**DOCUMENT EXCERPT**

──────

Training aims to normalise STI tests
Aboriginal Health Workers around the State are being trained to carry out testing for sexually transmitted infections, in a bid to increase testing rates among Aboriginal people.
The Aboriginal Health Council of WA initially ran the pilot program The Birds and BBVs in Albany in May last year and, since then, 49 people have participated in the training. The twoday training course has been held in Broome, Kalgoorlie, Bunbury, Roebourne and Perth.
AHCWA chairwoman Michelle Nelson-Cox said rates of STIs and blood borne viruses were far higher among Aboriginal people.
“Aboriginal people are five times more likely to have chlamydia, 14 times more at risk of gonorrhea, six times more likely to contract syphilis and 10 times more at risk of Hepatitis C,” she said. “We’re seeking to normalise testing by making it a routine part of a visit to an Aboriginal Community Controlled Health Service.”
Ms Nelson-Cox said she was hopeful the training would contribute to increasing the rate of STI testing among Aboriginal people.
AHCWA is working with Curtin University to evaluate the efficacy of the training program.
Recently trained Mawarnkarra Health Service workers Veronica Walshe, Cody Schlink, Adrianna Irvine-Stanes, Amorette Lockyer, Lorraine Taui and Estee Pinder.

──────

**DATASET ENTRIES**
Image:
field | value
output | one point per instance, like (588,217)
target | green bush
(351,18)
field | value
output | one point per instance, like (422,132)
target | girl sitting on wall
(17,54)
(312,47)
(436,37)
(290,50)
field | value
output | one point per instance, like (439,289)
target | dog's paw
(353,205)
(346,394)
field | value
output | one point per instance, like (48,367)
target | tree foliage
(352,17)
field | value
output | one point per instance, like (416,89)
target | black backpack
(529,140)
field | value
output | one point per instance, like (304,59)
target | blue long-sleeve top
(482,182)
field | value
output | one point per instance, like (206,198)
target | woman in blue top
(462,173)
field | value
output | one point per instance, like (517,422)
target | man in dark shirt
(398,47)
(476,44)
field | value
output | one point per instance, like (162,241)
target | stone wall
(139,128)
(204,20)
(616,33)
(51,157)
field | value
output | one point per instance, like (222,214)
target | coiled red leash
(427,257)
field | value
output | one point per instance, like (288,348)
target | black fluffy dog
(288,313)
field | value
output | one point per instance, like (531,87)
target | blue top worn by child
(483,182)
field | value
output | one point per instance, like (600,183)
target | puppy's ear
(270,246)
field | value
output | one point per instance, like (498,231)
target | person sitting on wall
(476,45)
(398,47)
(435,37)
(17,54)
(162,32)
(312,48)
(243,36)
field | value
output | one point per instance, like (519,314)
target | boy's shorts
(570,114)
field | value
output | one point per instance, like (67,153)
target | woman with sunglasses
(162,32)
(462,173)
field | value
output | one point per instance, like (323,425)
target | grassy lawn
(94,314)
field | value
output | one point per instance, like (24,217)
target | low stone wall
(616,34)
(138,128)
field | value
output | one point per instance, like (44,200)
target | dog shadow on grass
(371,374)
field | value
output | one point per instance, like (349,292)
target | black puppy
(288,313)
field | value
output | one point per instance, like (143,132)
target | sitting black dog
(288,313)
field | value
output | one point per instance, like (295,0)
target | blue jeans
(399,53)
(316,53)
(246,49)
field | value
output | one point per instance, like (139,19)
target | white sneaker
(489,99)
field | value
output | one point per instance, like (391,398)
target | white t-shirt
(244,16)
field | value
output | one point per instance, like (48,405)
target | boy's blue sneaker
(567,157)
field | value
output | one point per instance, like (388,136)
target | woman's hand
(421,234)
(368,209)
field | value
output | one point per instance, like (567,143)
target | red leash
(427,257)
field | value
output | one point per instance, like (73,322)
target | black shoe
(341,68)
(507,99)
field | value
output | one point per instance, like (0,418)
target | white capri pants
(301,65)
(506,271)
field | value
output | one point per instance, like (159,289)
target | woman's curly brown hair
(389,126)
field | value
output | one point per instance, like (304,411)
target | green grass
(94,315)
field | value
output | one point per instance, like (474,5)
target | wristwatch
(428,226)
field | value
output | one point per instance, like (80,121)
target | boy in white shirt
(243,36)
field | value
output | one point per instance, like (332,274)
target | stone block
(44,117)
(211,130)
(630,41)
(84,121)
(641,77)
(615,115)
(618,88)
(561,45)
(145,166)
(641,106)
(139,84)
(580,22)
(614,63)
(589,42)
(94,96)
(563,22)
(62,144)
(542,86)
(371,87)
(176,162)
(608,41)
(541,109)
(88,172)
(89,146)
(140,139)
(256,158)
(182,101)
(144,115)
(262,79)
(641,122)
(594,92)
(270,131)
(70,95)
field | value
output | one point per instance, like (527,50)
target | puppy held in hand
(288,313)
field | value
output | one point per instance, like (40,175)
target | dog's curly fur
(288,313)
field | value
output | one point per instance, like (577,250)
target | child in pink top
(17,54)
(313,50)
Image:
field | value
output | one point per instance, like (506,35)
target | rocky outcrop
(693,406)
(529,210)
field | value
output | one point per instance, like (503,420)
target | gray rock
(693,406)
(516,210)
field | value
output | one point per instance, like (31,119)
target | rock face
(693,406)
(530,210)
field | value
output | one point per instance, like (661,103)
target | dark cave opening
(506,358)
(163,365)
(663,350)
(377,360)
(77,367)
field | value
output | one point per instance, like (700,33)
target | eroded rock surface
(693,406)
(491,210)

──────

**WHAT THE TASK REQUIRES**
According to the article on STI testing training, which university is working with AHCWA to evaluate the training program? The data come from a source separate from the article on STI testing training.

**RESPONSE TO THE EXERCISE**
Curtin University